#### STATED EXERCISE:
From the line that includes "Query: stone lantern" to the last line of the data, quote each line precisely; both boundary lines belong in the answer.
┄┄┄┄┄┄┄┄┄┄┄┄┄┄┄┄┄┄┄┄
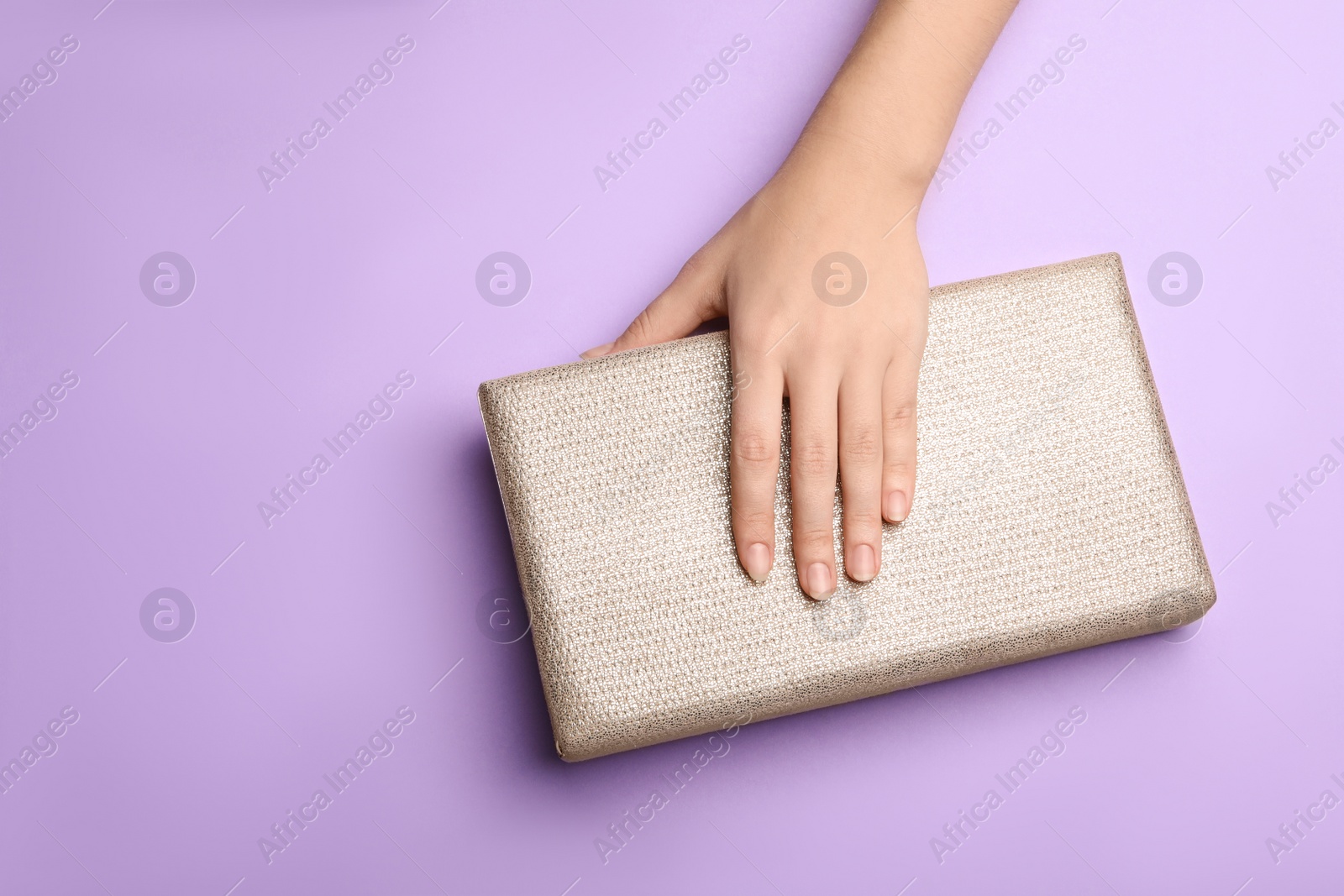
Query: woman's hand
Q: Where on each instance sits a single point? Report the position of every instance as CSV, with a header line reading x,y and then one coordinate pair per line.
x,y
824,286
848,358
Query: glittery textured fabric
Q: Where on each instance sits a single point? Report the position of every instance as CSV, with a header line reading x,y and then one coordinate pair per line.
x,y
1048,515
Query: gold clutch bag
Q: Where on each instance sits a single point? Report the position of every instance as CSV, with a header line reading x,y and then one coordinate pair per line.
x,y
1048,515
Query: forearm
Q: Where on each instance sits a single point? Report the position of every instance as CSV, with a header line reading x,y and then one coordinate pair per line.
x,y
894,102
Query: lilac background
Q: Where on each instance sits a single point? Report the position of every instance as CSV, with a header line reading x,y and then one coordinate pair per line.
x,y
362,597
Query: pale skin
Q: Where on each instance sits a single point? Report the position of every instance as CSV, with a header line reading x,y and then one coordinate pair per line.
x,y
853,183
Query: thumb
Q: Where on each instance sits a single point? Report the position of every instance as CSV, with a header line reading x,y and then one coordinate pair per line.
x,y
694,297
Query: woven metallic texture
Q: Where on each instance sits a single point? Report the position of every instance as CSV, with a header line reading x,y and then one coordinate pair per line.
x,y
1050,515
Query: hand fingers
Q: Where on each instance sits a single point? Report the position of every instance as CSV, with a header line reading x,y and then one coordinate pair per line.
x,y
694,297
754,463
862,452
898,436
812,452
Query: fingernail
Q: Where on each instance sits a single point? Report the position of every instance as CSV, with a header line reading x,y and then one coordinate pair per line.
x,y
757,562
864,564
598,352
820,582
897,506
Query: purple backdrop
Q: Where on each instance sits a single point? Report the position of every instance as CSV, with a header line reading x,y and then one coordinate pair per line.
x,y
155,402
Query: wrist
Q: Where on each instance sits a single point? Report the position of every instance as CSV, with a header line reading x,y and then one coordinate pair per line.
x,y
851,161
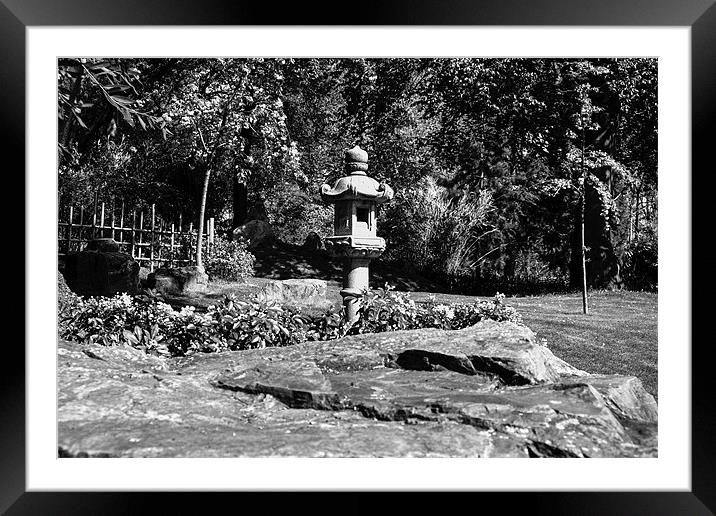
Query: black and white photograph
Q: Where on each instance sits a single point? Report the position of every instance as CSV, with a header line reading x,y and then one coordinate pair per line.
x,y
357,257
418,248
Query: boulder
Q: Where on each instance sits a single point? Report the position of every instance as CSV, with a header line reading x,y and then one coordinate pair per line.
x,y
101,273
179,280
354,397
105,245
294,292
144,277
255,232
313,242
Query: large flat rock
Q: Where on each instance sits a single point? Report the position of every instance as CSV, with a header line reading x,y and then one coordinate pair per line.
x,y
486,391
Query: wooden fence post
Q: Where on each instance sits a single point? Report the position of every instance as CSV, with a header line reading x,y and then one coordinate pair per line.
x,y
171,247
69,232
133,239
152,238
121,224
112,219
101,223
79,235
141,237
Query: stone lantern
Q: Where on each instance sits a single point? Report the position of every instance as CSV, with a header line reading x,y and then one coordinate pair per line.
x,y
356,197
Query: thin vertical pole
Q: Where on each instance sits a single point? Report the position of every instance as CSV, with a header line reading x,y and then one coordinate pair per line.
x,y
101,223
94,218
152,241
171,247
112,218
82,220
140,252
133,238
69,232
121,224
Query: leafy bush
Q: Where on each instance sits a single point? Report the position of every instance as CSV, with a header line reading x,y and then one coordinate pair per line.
┄┄┄┄┄┄┄┄┄┄┄┄┄┄┄┄┄┄┄┄
#### RESPONSE FOR THIS EXERCISE:
Query: stone lantern
Q: Where on each instance sits a single point? Report the position of every instance as CSV, with a header line reading x,y and then one coordinate pair per line.
x,y
356,197
Query: thin vertical pole
Q: Where on each instance sits a single point? Report the position of every instance as CSV, with a header line reading x,y and then one coordinate pair per line.
x,y
101,223
94,218
152,241
171,247
112,218
82,220
140,252
133,238
69,232
121,224
Query: leafy bush
Q: Where on each instance sits a single point? Report the position of every instance as CSV, with a header line reading x,y and then one coordinate pair per line.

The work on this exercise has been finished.